### [Goal of the exercise]
Please copy the data below, swapping each "instance" for "occurrence" and leaving everything else unchanged.

[Records from a data source]
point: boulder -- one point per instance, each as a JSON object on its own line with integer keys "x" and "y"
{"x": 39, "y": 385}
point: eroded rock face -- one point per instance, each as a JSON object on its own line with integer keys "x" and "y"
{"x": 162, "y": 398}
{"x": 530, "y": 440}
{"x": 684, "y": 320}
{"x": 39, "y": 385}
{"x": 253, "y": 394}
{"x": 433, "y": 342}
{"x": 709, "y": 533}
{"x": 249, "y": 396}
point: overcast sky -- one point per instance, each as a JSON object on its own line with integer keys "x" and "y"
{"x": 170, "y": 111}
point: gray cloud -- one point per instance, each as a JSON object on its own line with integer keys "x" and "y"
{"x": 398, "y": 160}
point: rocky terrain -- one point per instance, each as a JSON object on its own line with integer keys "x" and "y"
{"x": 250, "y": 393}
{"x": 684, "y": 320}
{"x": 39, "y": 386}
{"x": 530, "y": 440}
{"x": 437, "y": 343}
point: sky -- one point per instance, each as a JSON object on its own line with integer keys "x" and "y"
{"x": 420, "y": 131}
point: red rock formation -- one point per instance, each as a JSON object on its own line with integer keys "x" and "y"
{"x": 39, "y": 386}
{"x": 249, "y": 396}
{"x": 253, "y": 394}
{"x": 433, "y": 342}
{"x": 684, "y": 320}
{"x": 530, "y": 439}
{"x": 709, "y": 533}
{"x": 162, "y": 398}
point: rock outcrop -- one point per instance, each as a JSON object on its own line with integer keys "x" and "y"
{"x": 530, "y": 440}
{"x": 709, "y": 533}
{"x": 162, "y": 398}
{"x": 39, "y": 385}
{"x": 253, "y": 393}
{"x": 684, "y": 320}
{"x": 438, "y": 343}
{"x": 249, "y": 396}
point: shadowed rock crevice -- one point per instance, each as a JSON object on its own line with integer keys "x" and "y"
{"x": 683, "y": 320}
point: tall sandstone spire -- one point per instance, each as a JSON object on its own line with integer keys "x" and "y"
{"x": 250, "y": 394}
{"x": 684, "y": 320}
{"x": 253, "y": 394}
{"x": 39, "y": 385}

### [Written response]
point: boulder -- one point per occurrence, each as a JSON object on its own line with integer keys "x" and "y"
{"x": 39, "y": 385}
point: eroded rock face -- one point per occurrence, each as a JSON object on its own line with integer keys "x" and "y"
{"x": 162, "y": 398}
{"x": 530, "y": 440}
{"x": 684, "y": 320}
{"x": 39, "y": 385}
{"x": 253, "y": 394}
{"x": 433, "y": 342}
{"x": 709, "y": 533}
{"x": 249, "y": 396}
point: overcast sky -- one point per occurrence, each as a JSON object on its own line with integer keys "x" and "y"
{"x": 170, "y": 111}
point: gray cloud -- one point per occurrence, each as a JSON object on its own line with integer keys "x" and "y"
{"x": 398, "y": 160}
point: rocky terrain -- one point per occurrence, each as a JSON object on its own line with integer keys "x" and "y"
{"x": 250, "y": 393}
{"x": 684, "y": 320}
{"x": 39, "y": 386}
{"x": 530, "y": 440}
{"x": 437, "y": 343}
point: sky -- one point per occurrence, each as a JSON object on its own line with integer keys "x" and "y"
{"x": 420, "y": 131}
point: red rock formation -- one point per occurrence, each as a JSON object on its own line with integer keys "x" and "y"
{"x": 39, "y": 386}
{"x": 249, "y": 396}
{"x": 253, "y": 394}
{"x": 433, "y": 342}
{"x": 684, "y": 320}
{"x": 530, "y": 439}
{"x": 709, "y": 533}
{"x": 162, "y": 398}
point: rock outcrop -- one point per occurrence, each as a JSON object on its own line with integer keys "x" and "y"
{"x": 530, "y": 440}
{"x": 709, "y": 533}
{"x": 162, "y": 398}
{"x": 39, "y": 385}
{"x": 253, "y": 393}
{"x": 684, "y": 320}
{"x": 438, "y": 343}
{"x": 249, "y": 396}
point: shadowed rock crevice -- one point per occurrence, each as a JSON object on its own line with integer keys "x" and "y"
{"x": 683, "y": 320}
point: tall sandstone spire -- one point per occurrence, each as a JSON object on its own line with integer keys "x" and "y"
{"x": 250, "y": 394}
{"x": 684, "y": 320}
{"x": 253, "y": 394}
{"x": 39, "y": 385}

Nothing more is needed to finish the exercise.